| Задача 1 |
Скопируйте без изменений фрагмент отрывка воспоминаний, начиная со слов «Мы, наша семья, смогли» и заканчивая словами «можно хранить дома.».
| Задача 2 |
Какое учебное заведение позже закончил Серёга, согласно отрывку воспоминаний?

| Предоставленный отрывок |
========================

РУКАВодство по рукоприкладству
Шрифт:
Хочу несколько слов сказать о Серёге. Это был невысокий светловолосый ладный парень, объективно красивый. У него было какое-то музыкальное образование. Его кумиром был Леннон. С лидерами известнейших ныне московских рок-групп он даже не здоровался, хоть они заискивали перед ним при встрече. Помню, Хмелевский как-то, когда мы были вместе, снисходительно улыбался самому известному из них, но руки не подал, хотя тот свою тянул. Мне даже стало жаль «звезду». На мой вопрос: «Чего ты так с ним?» он ответил: «Пусть учится петь и не п....т много». Он писал красивейшую музыку на слова ирландских средневековых поэтов и так пел, что любая импровизированная аудитория не могла остаться равнодушной. Еще ему почему-то нравился Петр Лещенко, а «Чубчик» он пел так, что никто не мог сдержать слез, не исключая вашего покорного слуги. Позже он закончил Институт восточных языков. Долго работал в Северной Корее. Спивался потихоньку, появляясь все реже и реже, и погиб в прямом смысле слова. Очень жаль, что он родился не там, где был бы востребован. Несомненно, Сережа был самым талантливым из нас.
Но вернемся в тот летний московский день. В общем, где бы мы ни появились, к нам присоединялся свежий хиппующий народ, и странно выглядящая шобла постепенно росла. Среди них были разные занятные персонажи, мальчишки и девчонки. Выделялся своей заразительной веселостью Саша Костенко, с которым мы раньше встречались, а в тот день сблизились ещё сильнее. Завершилось все это для меня уже практически ночью. Сначала мы всей толпой на метро поперлись выручать кого-то, кого порезали, потом, не поймав обидчиков, приехали в какую-то большую темную квартиру на улице Жолтовского. Большая часть шоблы осталась внизу во дворе пить портвейн. Юрка затащил меня наверх, желая с кем-то познакомить. Громко звучали The Doors. На полу вяло шевелились слабо одетые юноши и девушки, то ли играющие в наркоманов, то ли являющиеся ими. Я очень устал от этой бестолковщины и свалил по-английски, благо жили мы тогда рядом, на Большой Садовой, 302-бис.
Потом мы с Солнышко мимолетно виделись несколько раз на каких-то сейшенах, неизменно начинавшихся в те времена почему-то композицией The House of the Rising Sun. Привет – привет. Потом он как-то звонил и обращался ко мне с просьбой отмазать своих от кого-то, принимая меня бог знает за кого. Товарищи мои попросили хулиганов не трогать «детей цветов». Значительно позже, году в 2013–2015-м когда все уже забыли и о хиппи, и об их лидере, по Москве прошел слух, что Юра Солнышко умер. Мне почему-то сразу вспомнилось, как он ел тогда в той столовой. Жаль, что так рано закончилась целая эпоха – кусок нашей московской молодой жизни. Солнце зашло.
Мы, наша семья, смогли прочитать Набокова, лишь когда появился самиздат. Спасибо, сосед на Маяковке по кличке Барабан приносил такую литературу постоянно. Когда начались проблемы у моего учителя по восточным единоборствам Алексея Штурмина (о нем напишу позже), меня предупредили, что могут поинтересоваться и книгами его друзей. Мы долго отбирали, что можно хранить дома.

========================

| Исходные данные |
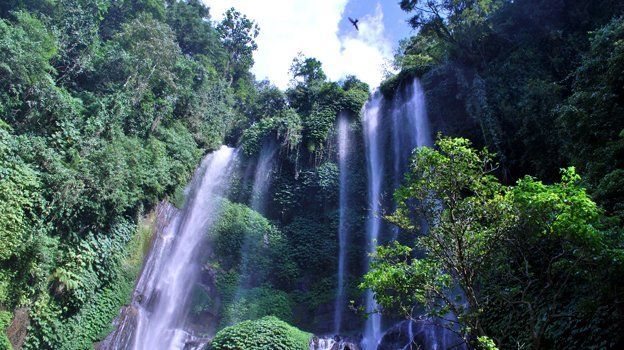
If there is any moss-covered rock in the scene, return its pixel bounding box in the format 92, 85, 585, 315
211, 316, 312, 350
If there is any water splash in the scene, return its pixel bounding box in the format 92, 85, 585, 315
362, 79, 433, 350
102, 146, 236, 350
334, 115, 351, 334
362, 92, 384, 350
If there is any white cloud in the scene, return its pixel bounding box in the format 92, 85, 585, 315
203, 0, 392, 88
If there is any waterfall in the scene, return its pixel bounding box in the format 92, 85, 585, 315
102, 146, 236, 350
334, 114, 350, 334
362, 92, 384, 350
250, 140, 277, 215
362, 79, 433, 350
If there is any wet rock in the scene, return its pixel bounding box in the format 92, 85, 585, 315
310, 335, 361, 350
6, 308, 30, 350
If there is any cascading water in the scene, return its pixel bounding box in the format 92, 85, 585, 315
334, 114, 350, 334
102, 146, 236, 350
362, 79, 432, 350
362, 92, 384, 350
250, 140, 277, 215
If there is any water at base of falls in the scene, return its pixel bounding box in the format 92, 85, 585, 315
100, 146, 236, 350
334, 115, 350, 334
362, 92, 384, 350
362, 79, 432, 350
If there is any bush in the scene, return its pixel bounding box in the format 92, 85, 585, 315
211, 316, 312, 350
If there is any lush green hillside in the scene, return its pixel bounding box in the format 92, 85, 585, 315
0, 0, 624, 349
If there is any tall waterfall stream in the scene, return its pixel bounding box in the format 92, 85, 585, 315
100, 80, 460, 350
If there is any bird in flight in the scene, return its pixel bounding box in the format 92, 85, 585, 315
349, 17, 360, 30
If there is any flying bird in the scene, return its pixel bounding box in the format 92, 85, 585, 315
349, 17, 360, 31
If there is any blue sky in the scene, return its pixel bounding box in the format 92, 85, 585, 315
340, 0, 412, 46
203, 0, 411, 89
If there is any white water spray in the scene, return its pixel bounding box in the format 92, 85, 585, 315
334, 115, 351, 334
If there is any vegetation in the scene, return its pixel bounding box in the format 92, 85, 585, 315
211, 316, 312, 350
363, 138, 624, 349
0, 0, 624, 350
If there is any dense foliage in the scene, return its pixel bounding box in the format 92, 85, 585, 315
0, 0, 624, 350
211, 316, 312, 350
0, 0, 257, 349
363, 138, 624, 349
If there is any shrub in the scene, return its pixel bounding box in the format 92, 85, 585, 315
211, 316, 312, 350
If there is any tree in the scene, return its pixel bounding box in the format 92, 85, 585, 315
217, 8, 260, 85
558, 18, 624, 223
362, 138, 623, 349
363, 138, 514, 346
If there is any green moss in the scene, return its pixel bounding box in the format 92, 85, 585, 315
0, 311, 13, 350
211, 316, 312, 350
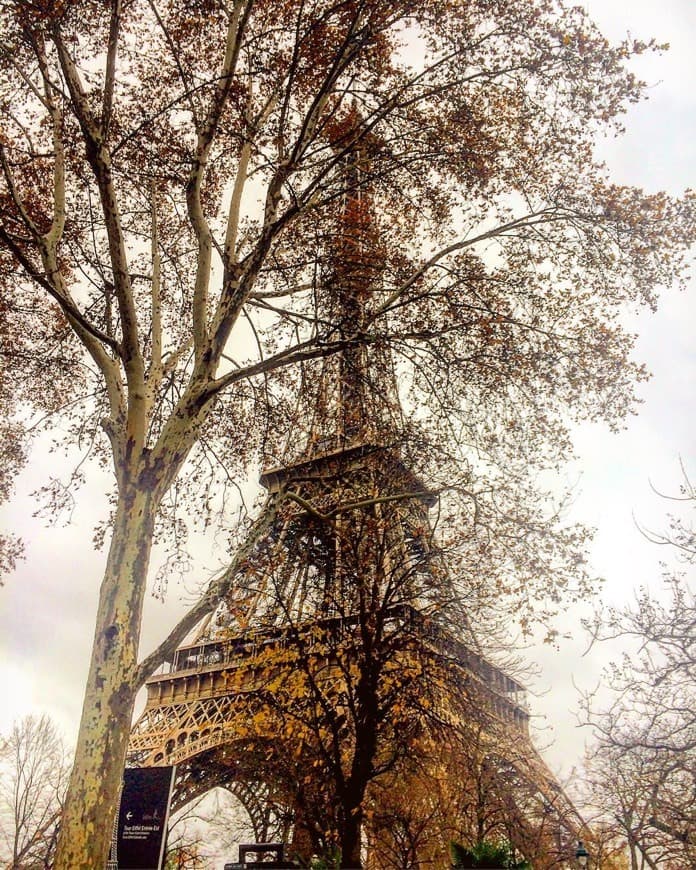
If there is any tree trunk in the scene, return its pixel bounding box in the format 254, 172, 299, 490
341, 804, 364, 870
54, 484, 155, 870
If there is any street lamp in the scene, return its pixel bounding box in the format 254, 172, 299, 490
575, 840, 590, 867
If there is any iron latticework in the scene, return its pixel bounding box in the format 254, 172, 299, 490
130, 129, 579, 866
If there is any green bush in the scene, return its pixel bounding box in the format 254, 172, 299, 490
451, 842, 531, 870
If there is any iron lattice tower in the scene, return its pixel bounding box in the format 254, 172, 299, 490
130, 133, 582, 870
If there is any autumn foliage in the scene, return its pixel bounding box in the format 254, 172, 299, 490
0, 0, 694, 870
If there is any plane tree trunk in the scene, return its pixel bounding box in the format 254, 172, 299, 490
55, 484, 156, 870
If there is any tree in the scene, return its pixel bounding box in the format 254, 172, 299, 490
0, 0, 694, 870
585, 473, 696, 870
0, 716, 68, 870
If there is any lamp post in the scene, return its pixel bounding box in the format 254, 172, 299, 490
575, 840, 590, 867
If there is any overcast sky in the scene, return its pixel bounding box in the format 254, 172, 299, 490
0, 0, 696, 792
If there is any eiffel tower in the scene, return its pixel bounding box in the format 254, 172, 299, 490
129, 126, 582, 870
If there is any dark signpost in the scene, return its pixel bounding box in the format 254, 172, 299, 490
108, 767, 174, 870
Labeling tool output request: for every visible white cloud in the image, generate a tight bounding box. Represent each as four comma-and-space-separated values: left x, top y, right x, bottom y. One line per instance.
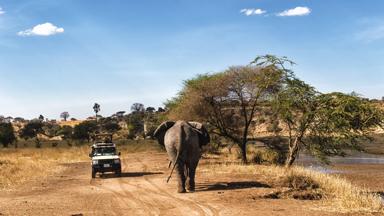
240, 8, 266, 16
277, 7, 311, 16
17, 22, 64, 36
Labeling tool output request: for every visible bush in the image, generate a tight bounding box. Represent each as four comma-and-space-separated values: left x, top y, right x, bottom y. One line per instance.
247, 145, 281, 164
282, 172, 320, 190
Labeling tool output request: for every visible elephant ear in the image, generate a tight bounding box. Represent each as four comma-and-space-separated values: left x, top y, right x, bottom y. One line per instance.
188, 122, 211, 147
153, 121, 175, 145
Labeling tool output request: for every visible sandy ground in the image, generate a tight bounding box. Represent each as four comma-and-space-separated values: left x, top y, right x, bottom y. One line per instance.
0, 152, 376, 216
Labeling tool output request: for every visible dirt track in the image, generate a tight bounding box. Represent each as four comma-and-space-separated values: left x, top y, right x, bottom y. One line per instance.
0, 152, 360, 215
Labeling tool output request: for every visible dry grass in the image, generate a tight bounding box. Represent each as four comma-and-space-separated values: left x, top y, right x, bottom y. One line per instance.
200, 161, 384, 213
0, 140, 161, 191
0, 146, 89, 190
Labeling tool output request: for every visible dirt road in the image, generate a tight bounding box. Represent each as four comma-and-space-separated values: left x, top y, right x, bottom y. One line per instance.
0, 152, 354, 216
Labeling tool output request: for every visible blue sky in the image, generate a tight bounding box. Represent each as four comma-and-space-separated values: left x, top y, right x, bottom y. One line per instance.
0, 0, 384, 118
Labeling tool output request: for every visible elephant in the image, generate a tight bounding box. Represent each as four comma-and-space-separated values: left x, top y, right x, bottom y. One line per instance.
153, 121, 210, 193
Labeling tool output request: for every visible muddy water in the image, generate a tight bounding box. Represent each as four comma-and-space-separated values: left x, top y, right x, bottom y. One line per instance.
295, 153, 384, 203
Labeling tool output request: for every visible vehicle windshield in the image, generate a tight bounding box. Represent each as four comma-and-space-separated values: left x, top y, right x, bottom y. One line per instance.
92, 147, 116, 156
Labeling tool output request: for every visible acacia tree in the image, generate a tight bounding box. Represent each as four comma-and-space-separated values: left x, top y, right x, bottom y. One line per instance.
20, 121, 43, 148
131, 103, 145, 113
60, 111, 69, 121
0, 123, 16, 148
93, 103, 100, 122
167, 62, 285, 163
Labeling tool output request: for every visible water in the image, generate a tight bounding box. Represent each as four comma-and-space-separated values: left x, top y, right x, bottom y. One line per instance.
295, 153, 384, 173
296, 153, 384, 166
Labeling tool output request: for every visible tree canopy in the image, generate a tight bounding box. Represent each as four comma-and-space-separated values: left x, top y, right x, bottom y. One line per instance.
166, 55, 383, 166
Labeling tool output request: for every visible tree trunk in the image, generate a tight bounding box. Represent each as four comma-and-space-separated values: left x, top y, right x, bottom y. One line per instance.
36, 137, 41, 148
285, 138, 299, 167
240, 139, 248, 164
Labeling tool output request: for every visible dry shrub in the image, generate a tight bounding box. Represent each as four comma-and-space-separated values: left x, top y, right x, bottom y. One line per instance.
281, 172, 320, 190
0, 146, 89, 190
200, 163, 384, 213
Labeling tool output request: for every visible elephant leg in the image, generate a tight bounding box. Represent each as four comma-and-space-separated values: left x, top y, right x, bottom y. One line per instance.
176, 160, 186, 193
184, 165, 191, 191
187, 162, 198, 192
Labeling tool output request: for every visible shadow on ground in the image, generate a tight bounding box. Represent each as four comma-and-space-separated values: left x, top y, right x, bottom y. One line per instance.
100, 172, 163, 179
196, 181, 271, 191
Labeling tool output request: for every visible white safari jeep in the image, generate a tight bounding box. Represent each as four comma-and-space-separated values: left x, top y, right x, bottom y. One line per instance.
89, 136, 121, 178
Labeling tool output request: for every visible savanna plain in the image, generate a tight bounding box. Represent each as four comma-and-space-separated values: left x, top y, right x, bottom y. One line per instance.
0, 140, 384, 215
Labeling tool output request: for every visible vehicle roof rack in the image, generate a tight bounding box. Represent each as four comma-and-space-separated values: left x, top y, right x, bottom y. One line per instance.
92, 143, 116, 148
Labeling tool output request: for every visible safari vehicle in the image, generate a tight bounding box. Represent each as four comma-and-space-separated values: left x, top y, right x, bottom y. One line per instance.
89, 134, 121, 178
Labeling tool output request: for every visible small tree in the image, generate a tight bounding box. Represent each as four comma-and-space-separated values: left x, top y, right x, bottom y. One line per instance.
60, 111, 69, 121
102, 121, 121, 134
167, 61, 285, 163
93, 103, 100, 122
73, 121, 97, 142
131, 103, 145, 113
20, 121, 43, 148
0, 123, 16, 148
145, 107, 156, 113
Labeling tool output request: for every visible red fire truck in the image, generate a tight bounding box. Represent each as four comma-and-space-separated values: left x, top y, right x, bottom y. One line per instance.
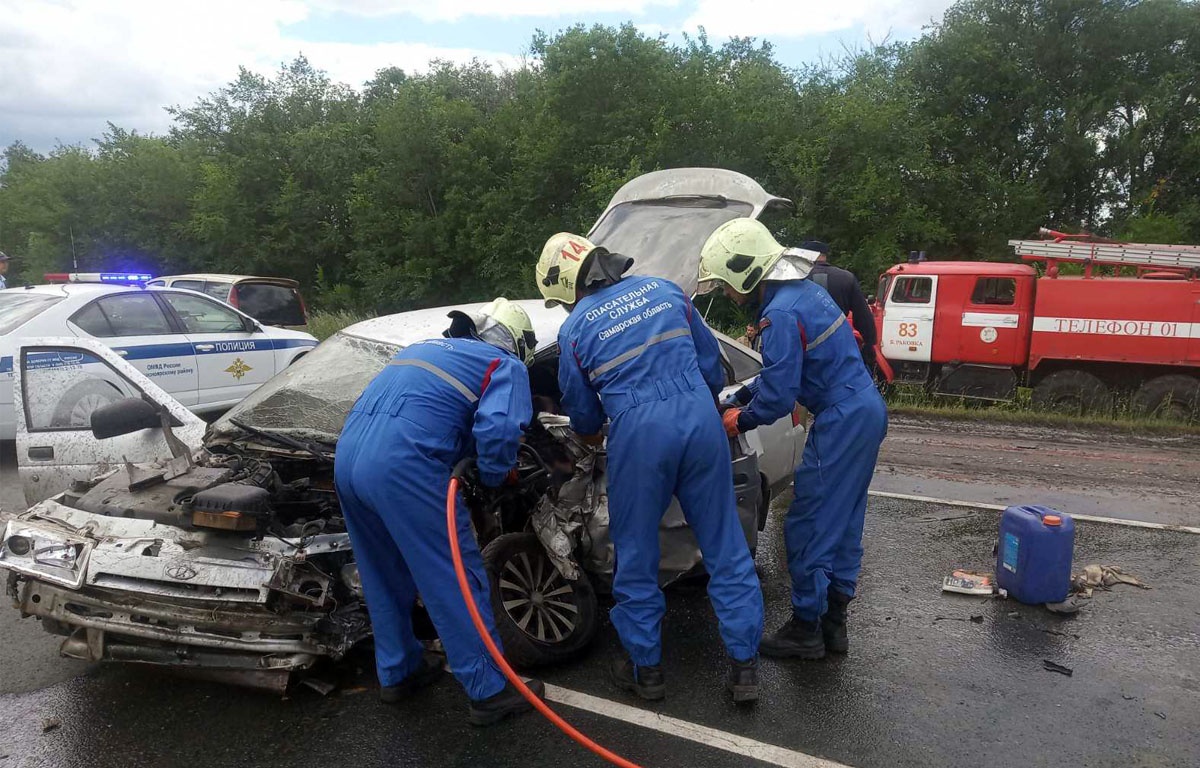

========================

| Ожидаемый ответ 1 |
Мы, наша семья, смогли прочитать Набокова, лишь когда появился самиздат. Спасибо, сосед на Маяковке по кличке Барабан приносил такую литературу постоянно. Когда начались проблемы у моего учителя по восточным единоборствам Алексея Штурмина (о нем напишу позже), меня предупредили, что могут поинтересоваться и книгами его друзей. Мы долго отбирали, что можно хранить дома.

| Ожидаемый ответ 2 |
Институт восточных языков.